◆ **TASK PROMPT**: Print each of the entries exactly, leaving nothing out.

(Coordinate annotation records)
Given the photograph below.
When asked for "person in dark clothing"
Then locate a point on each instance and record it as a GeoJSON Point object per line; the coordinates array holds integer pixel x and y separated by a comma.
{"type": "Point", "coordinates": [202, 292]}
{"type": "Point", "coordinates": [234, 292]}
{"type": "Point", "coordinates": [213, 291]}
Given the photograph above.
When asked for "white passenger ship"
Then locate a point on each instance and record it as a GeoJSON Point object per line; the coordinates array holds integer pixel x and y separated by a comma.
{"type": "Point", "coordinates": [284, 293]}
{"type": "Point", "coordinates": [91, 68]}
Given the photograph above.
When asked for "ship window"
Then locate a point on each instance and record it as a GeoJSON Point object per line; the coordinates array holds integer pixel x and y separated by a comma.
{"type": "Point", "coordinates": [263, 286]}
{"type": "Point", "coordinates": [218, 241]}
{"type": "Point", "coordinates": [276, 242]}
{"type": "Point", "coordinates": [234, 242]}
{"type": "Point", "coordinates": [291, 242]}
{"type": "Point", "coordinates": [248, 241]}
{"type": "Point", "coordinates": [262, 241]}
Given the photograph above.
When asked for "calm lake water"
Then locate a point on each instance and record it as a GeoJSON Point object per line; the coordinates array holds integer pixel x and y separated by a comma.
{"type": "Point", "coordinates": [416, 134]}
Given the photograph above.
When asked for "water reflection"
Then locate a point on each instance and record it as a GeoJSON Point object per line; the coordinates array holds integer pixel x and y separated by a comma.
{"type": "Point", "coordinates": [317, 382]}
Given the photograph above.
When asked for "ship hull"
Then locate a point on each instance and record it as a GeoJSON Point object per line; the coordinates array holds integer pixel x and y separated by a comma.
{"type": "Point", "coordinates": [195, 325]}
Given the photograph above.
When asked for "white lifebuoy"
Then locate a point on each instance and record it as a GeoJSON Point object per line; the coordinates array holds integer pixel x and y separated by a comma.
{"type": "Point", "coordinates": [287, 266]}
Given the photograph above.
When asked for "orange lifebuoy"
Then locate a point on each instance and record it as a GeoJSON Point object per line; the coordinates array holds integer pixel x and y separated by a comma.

◆ **EXERCISE SOLUTION**:
Given the photograph below.
When asked for "person in dark clothing"
Then locate a point on each instance and record it as a GeoJSON Point object per line; the coordinates array holds integer pixel x and y separated by a comma.
{"type": "Point", "coordinates": [202, 292]}
{"type": "Point", "coordinates": [234, 292]}
{"type": "Point", "coordinates": [213, 291]}
Given the photograph above.
When asked for "white passenger ship"
Then locate a point on each instance and record it as a GeoJSON Point object per line; the coordinates array holds integer pixel x and y separated by a comma.
{"type": "Point", "coordinates": [284, 293]}
{"type": "Point", "coordinates": [91, 68]}
Given the photograph above.
When asked for "ship window"
Then locate a point on each instance and record it as a GeoJSON Point object per line; the coordinates array holds integer pixel x and y separated by a comma.
{"type": "Point", "coordinates": [263, 286]}
{"type": "Point", "coordinates": [218, 241]}
{"type": "Point", "coordinates": [276, 242]}
{"type": "Point", "coordinates": [234, 242]}
{"type": "Point", "coordinates": [291, 242]}
{"type": "Point", "coordinates": [248, 241]}
{"type": "Point", "coordinates": [262, 241]}
Given the photograph above.
When asked for "calm lake water"
Then locate a point on each instance and record it as a GeoJSON Point object per line; the coordinates array holds integer pixel x and y separated by a comma.
{"type": "Point", "coordinates": [416, 134]}
Given the photograph above.
When asked for "water reflection"
Then locate a point on each instance and record it as a GeoJSON Point object per line; the coordinates array holds integer pixel x and y separated by a comma.
{"type": "Point", "coordinates": [317, 382]}
Given the photograph above.
When asked for "ship hull"
Then locate a point on each instance and record it as a GeoJSON Point object per line; the coordinates array holds integer pixel x and y separated by a comma.
{"type": "Point", "coordinates": [195, 325]}
Given the photograph above.
When asked for "white lifebuoy"
Then locate a point on each instance and record it as a GeoJSON Point object per line; the coordinates array holds integer pixel x and y separated by a comma.
{"type": "Point", "coordinates": [287, 266]}
Given the photograph above.
When asked for "orange lifebuoy"
Then locate a point on each instance and record it as a GeoJSON Point object per line; the coordinates array holds integer pixel x and y separated by a comma.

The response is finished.